# PASSAGE start

GitHunt
DA

davidkny22/Noosphere

Interactive 3D visualization of AI embedding spaces. Real-time bias probes, semantic analogies, nearest-neighbor search, and cluster analysis. Built with React Three Fiber and FastAPI.

Noosphere

3D interactive visualization of AI embedding spaces. Fly through the conceptual geography of how language models represent ideas — right in your browser.

License: AGPL v3

What is this?

Noosphere takes a vocabulary of 10,000+ English words, embeds them using an AI model (MiniLM or Qwen3), reduces the high-dimensional vectors to 3D with PaCMAP, clusters them with HDBSCAN, and renders the result as an interactive point cloud you can explore.

Each glowing point is a word. Nearby points are semantically similar. Colors represent clusters of related concepts. You navigate an AI's mind.

Features

  • Semantic teleport — type any word or sentence, the model embeds it in real-time and flies you to where it lives in the space
  • Bias probe — pick two concepts as poles (e.g. "male" / "female") and watch the entire space recolor on a gradient showing every concept's relative association. Export results as CSV.
  • Neighborhood view — select any point, see its nearest neighbors highlighted with connecting constellation lines
  • Analogy explorer — input "A is to B as C is to ___" and watch vector arithmetic play out in 3D
  • Comparison mode — embed two sentences and see where they land, how far apart they are, and what surrounds them
  • Fly mode — switch from orbit to WASD + mouse look for full free-flight immersion
  • Beginner / Advanced toggle — progressive disclosure of analytical tools

Quick Start

Prerequisites

  • Python 3.11python.org (3.12 may work but is untested)

# PASSAGE end
# STORED ROWS start

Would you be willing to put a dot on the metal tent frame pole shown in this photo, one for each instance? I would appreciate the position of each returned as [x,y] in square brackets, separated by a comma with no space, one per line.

# STORED ROWS end
# STORED ROWS start

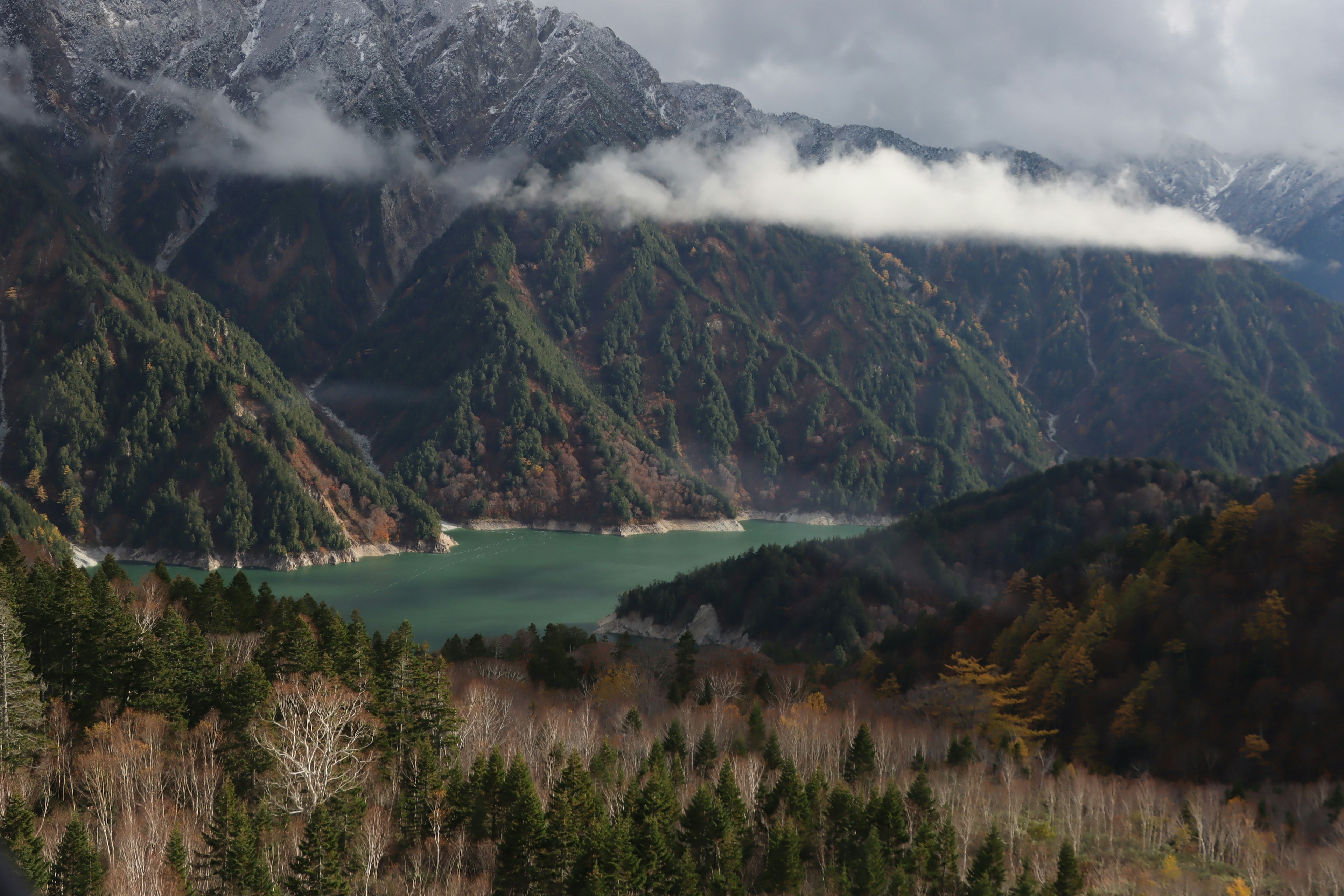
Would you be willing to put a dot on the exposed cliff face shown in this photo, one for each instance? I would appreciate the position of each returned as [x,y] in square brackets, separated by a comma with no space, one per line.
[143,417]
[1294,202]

# STORED ROWS end

■ SHORT PROBLEM 1
In the Noosphere page, which method reduces the high-dimensional vectors to 3D?
■ SHORT PROBLEM 2
Reproduce the part of the Noosphere page between "Interactive 3D visualization" and "in your browser.", inclusive.

■ TASK RESPONSE 1
PaCMAP

■ TASK RESPONSE 2
Interactive 3D visualization of AI embedding spaces. Real-time bias probes, semantic analogies, nearest-neighbor search, and cluster analysis. Built with React Three Fiber and FastAPI.

Noosphere

3D interactive visualization of AI embedding spaces. Fly through the conceptual geography of how language models represent ideas — right in your browser.